TASK PROMPT:
Your copy should match the entries exactly, with the pictures left out.

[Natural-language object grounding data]
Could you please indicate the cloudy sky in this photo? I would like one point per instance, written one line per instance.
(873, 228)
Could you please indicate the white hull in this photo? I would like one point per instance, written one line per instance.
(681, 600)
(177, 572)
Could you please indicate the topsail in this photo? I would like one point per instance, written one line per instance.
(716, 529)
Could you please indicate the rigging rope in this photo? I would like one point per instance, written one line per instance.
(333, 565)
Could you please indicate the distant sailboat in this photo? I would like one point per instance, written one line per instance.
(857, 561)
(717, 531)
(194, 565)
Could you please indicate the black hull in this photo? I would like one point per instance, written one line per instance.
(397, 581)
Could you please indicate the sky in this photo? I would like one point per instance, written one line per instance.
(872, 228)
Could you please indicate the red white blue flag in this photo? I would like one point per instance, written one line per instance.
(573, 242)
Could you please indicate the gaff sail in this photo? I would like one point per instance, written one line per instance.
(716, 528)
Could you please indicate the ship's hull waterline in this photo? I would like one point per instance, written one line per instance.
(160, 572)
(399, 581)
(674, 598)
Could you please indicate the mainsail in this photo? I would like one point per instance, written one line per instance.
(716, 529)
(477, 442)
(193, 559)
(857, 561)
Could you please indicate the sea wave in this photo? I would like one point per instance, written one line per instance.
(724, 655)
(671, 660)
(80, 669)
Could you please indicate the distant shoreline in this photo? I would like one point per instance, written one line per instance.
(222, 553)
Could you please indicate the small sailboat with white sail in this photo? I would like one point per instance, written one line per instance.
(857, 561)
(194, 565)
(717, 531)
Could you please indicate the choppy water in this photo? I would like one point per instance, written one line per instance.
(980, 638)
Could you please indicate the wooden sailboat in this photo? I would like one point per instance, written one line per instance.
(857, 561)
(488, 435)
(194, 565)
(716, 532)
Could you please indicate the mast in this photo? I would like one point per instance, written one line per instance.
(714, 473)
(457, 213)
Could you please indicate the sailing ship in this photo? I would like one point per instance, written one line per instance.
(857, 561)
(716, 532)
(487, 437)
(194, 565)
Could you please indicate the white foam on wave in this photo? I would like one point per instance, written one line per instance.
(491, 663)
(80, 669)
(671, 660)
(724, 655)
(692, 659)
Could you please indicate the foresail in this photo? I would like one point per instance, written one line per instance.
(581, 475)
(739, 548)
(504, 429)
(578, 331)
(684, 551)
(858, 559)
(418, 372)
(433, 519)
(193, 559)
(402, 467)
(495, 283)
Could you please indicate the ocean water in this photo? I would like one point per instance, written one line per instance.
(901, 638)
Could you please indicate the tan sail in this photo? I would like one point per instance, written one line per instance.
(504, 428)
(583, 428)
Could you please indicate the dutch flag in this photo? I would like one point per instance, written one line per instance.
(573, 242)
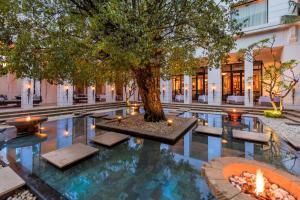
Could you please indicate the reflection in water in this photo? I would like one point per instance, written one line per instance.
(64, 133)
(140, 168)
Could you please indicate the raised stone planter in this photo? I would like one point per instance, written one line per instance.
(27, 124)
(217, 172)
(136, 126)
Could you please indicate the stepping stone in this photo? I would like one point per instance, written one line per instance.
(9, 181)
(66, 156)
(110, 138)
(251, 136)
(294, 141)
(183, 109)
(209, 130)
(109, 117)
(99, 115)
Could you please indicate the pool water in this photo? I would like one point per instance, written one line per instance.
(141, 168)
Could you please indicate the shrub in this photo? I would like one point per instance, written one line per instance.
(273, 113)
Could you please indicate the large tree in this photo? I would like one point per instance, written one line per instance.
(87, 40)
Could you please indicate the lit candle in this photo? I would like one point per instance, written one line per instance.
(169, 122)
(66, 133)
(119, 119)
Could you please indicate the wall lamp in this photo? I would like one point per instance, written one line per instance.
(67, 92)
(93, 91)
(28, 90)
(213, 87)
(164, 91)
(249, 91)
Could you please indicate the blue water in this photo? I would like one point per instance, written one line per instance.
(141, 168)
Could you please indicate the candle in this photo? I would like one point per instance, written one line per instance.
(169, 122)
(119, 119)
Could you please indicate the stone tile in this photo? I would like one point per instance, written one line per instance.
(66, 156)
(243, 196)
(209, 130)
(251, 136)
(99, 115)
(9, 180)
(222, 189)
(294, 141)
(110, 138)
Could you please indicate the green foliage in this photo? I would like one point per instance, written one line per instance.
(273, 113)
(279, 78)
(107, 40)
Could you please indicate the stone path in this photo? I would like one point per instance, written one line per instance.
(279, 126)
(251, 136)
(110, 138)
(209, 130)
(66, 156)
(9, 181)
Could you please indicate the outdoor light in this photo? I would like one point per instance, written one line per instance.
(170, 122)
(119, 118)
(164, 91)
(28, 118)
(112, 91)
(28, 91)
(67, 92)
(93, 90)
(213, 87)
(249, 90)
(186, 89)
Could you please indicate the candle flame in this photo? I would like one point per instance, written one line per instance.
(260, 183)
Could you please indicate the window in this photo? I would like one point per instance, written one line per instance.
(252, 14)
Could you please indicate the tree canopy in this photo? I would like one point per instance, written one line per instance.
(89, 40)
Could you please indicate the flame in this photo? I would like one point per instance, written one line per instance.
(260, 183)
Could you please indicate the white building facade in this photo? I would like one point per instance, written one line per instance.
(240, 81)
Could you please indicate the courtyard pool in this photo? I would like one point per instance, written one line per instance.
(140, 168)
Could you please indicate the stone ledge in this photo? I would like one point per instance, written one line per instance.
(170, 137)
(221, 188)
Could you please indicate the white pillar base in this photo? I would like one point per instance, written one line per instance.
(248, 78)
(110, 93)
(64, 95)
(187, 89)
(27, 93)
(214, 86)
(166, 91)
(91, 94)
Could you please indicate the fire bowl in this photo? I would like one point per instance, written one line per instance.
(217, 173)
(27, 124)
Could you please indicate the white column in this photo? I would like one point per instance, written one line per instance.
(214, 83)
(248, 78)
(187, 144)
(110, 93)
(27, 93)
(91, 94)
(37, 88)
(65, 94)
(187, 89)
(290, 51)
(166, 91)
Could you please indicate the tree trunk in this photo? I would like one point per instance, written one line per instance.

TASK ANSWER:
Could you please indicate the cloudy sky in this photo? I would like one point per instance, written one line per instance.
(873, 228)
Could you please indicate the white hull in this photo? I would like one point per instance, written one line per instance.
(681, 600)
(177, 572)
Could you please indicate the topsail in this photo? I would like one point per instance, written one line per instance.
(716, 529)
Could you please indicate the rigging rope in this photo? I would like one point per instance, written one line per instance.
(333, 565)
Could you please indicate the distant sailboat in this photo? I would like one point per instance, written one line per instance.
(857, 561)
(717, 531)
(194, 565)
Could you please indicate the black hull in this photo? I would like one point per instance, written one line per instance.
(397, 581)
Could you please indicate the sky in this photo? I would like one point per instance, written one line per instance.
(872, 228)
Could you please indicate the red white blue flag in this photo? I would like one point per instance, written one line per instance.
(573, 242)
Could you please indicate the gaff sail in this photo? I would like one point per instance, written one line per instance.
(716, 528)
Could you please indicate the ship's hull waterline in this photo? I would like one point per instance, written one line per instance.
(160, 572)
(399, 581)
(674, 598)
Could you please indicate the mainsail in this photo? I would like one point per instance, written one line per instance.
(716, 529)
(477, 442)
(193, 559)
(857, 561)
Could you please indicate the sea wave in this photo? I would like one point per instance, written one line per instance.
(724, 655)
(671, 660)
(80, 669)
Could you please indicate the distant shoreline in this photo? I would like one point per instance, written one line per instance.
(222, 553)
Could you please indicate the small sailboat with white sail in this photo? I would like one point per instance, written one line per instance.
(857, 561)
(194, 565)
(717, 531)
Could you please indicate the choppy water in this photo? I would like one point per instance, written one line per instance.
(980, 638)
Could you please indicate the wooden sailboat in this photo? I would like one point per instance, written one line per instance.
(857, 561)
(488, 435)
(194, 565)
(716, 532)
Could you please indicate the mast in this photo? I would like one point per instance, written one line per instance.
(714, 473)
(457, 213)
Could you please indicate the sailing ship in this photo? I would like one point per instance, written one line per instance.
(857, 561)
(716, 532)
(487, 437)
(194, 565)
Could you please indicate the white foam on wave in this photo? I would like one point per instance, written one line per instance.
(491, 663)
(80, 669)
(671, 660)
(724, 655)
(692, 659)
Could you please indicate the foresail in this photo? I would like one point per instance, written one line per instance.
(581, 475)
(739, 548)
(504, 429)
(578, 331)
(684, 551)
(858, 559)
(418, 372)
(433, 519)
(193, 559)
(402, 467)
(495, 283)
Could you please indicate the ocean water in this photo? I would like one point per instance, written one line per instance.
(901, 638)
Could you please indicate the tan sail in this photo? I would like one point per instance, written one line per instance.
(504, 428)
(583, 428)
Could you please indicate the dutch flag in this photo? I would like one point per instance, written one line per instance.
(573, 242)
Could you please indicate the reflection in water in this photo? I would like one point per instance, written one line per instance.
(64, 133)
(140, 168)
Could you please indicate the raised stone planter in this photo? I would like one point per instance, written one line per instance.
(27, 124)
(217, 172)
(136, 126)
Could you please indicate the stepping stone in this photo? I would like one point per instance, written one line per instance.
(9, 181)
(66, 156)
(110, 138)
(251, 136)
(294, 141)
(183, 109)
(209, 130)
(109, 117)
(99, 115)
Could you please indicate the pool water in this photo? I would like one point per instance, written one line per instance.
(141, 168)
Could you please indicate the shrub in this photo? I would like one point per instance, written one line per instance.
(273, 113)
Could you please indicate the large tree in this photo? I would like one point per instance, written one line per instance.
(87, 40)
Could you please indicate the lit candle in this photo? I would like one point per instance, written one line per instance.
(169, 122)
(66, 133)
(119, 119)
Could you please indicate the wall lamp in this photo? I would like one point per instance, written one line per instance.
(67, 92)
(93, 91)
(28, 90)
(213, 87)
(164, 91)
(249, 91)
Could you please indicate the blue water in this photo? I would like one point per instance, written one line per instance.
(141, 168)
Could you please indicate the candle in this photo? I would like one point per instance, written one line per instance.
(169, 122)
(119, 119)
Could you please indicate the stone tile in this photo? I would like one point per instance, written one line per instance.
(66, 156)
(243, 196)
(209, 130)
(251, 136)
(99, 115)
(9, 180)
(222, 189)
(294, 141)
(110, 138)
Could you please indicate the green foliage in this photo? I would like one point per instance, written one line per instance.
(273, 113)
(279, 78)
(107, 40)
Could you please indicate the stone path in this photo? I would like one point per instance, written one line per instance.
(279, 126)
(251, 136)
(110, 138)
(209, 130)
(66, 156)
(9, 181)
Could you please indicate the outdoor light in this photo? I would like one point per instance, written one line per instance.
(170, 122)
(119, 118)
(164, 91)
(28, 118)
(112, 91)
(28, 91)
(67, 92)
(93, 90)
(213, 87)
(249, 90)
(186, 89)
Could you please indicate the candle flame in this photo? I would like one point per instance, written one line per instance.
(260, 183)
Could you please indicate the window in this photo? I would like one point per instance, written one line per instance.
(252, 14)
Could you please indicate the tree canopy in this photo? I would like one point per instance, written one line per instance.
(89, 40)
Could you please indicate the flame in this photo? I would like one point per instance, written one line per instance.
(260, 183)
Could you please indicate the white building facade in this photo? I would like one point per instance, written one line per instance.
(240, 81)
Could you please indicate the courtyard pool in this photo? I would like one point per instance, written one line per instance.
(140, 168)
Could you please indicate the stone ledge in this photo? I would like one point per instance, written one line per instance.
(170, 137)
(221, 188)
Could you please indicate the white pillar base in this photo? I would like one point per instance, written one line per instance.
(248, 78)
(110, 93)
(64, 95)
(187, 89)
(27, 93)
(214, 86)
(166, 91)
(91, 94)
Could you please indicate the fire bowl in this photo? I would like one point per instance, written one line per instance.
(217, 173)
(27, 124)
Could you please indicate the white column in this photo? I would like one point per instance, written one line per instance.
(214, 83)
(248, 78)
(187, 144)
(110, 93)
(27, 93)
(91, 94)
(37, 88)
(65, 94)
(187, 89)
(290, 51)
(166, 91)
Could you please indicate the tree trunk in this photo? I would like one point per instance, written one line per instance.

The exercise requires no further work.